- **SOURCE RECORDS**:

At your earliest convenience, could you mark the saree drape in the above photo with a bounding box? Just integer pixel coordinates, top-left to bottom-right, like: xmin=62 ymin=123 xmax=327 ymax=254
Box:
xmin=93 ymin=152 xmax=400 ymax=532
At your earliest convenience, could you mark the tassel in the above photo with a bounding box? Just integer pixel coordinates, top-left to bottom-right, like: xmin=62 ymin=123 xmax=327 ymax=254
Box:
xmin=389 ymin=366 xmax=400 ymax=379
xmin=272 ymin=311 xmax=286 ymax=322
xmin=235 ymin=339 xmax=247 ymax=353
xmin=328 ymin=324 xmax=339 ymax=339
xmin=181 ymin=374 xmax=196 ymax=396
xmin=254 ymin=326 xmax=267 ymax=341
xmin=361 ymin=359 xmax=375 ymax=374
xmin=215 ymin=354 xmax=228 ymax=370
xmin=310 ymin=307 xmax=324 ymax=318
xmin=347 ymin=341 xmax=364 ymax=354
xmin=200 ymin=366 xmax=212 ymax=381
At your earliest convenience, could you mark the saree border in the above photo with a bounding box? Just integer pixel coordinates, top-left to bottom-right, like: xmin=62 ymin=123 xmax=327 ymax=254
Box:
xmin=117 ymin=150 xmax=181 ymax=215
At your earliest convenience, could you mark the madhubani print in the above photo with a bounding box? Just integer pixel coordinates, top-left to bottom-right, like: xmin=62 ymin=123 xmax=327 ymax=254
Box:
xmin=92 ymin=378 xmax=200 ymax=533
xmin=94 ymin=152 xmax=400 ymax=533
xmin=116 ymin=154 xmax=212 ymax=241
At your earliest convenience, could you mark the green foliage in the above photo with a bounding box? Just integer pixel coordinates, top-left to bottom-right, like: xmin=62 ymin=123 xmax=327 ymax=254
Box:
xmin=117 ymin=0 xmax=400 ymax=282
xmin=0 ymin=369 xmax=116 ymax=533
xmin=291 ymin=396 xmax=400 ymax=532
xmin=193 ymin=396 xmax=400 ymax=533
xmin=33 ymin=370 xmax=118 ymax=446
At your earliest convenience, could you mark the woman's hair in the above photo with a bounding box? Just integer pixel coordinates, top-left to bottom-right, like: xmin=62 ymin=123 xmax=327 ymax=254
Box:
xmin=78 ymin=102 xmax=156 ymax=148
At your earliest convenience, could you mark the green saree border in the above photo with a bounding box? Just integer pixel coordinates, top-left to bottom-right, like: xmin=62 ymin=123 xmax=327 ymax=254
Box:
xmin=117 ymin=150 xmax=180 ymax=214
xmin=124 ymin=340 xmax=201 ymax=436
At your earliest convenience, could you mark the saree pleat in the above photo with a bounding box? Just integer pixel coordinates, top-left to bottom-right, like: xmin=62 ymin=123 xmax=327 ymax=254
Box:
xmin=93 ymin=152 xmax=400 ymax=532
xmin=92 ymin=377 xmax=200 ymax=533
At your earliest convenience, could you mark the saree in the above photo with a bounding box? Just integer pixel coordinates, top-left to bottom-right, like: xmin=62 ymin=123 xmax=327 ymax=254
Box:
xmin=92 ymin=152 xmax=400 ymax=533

- **DIRECTIONS FOR THIS TASK**:
Copy the rows above, requests included, starting at the line that contains "At your earliest convenience, could you mark the saree in" and ending at the last row. Shift every box coordinate in the answers by -60.

- **EXERCISE SOLUTION**:
At your earliest convenience, could you mark the saree in the above photo with a bounding box? Just integer pixel coordinates, top-left to bottom-right, like: xmin=62 ymin=123 xmax=327 ymax=254
Box:
xmin=32 ymin=92 xmax=340 ymax=473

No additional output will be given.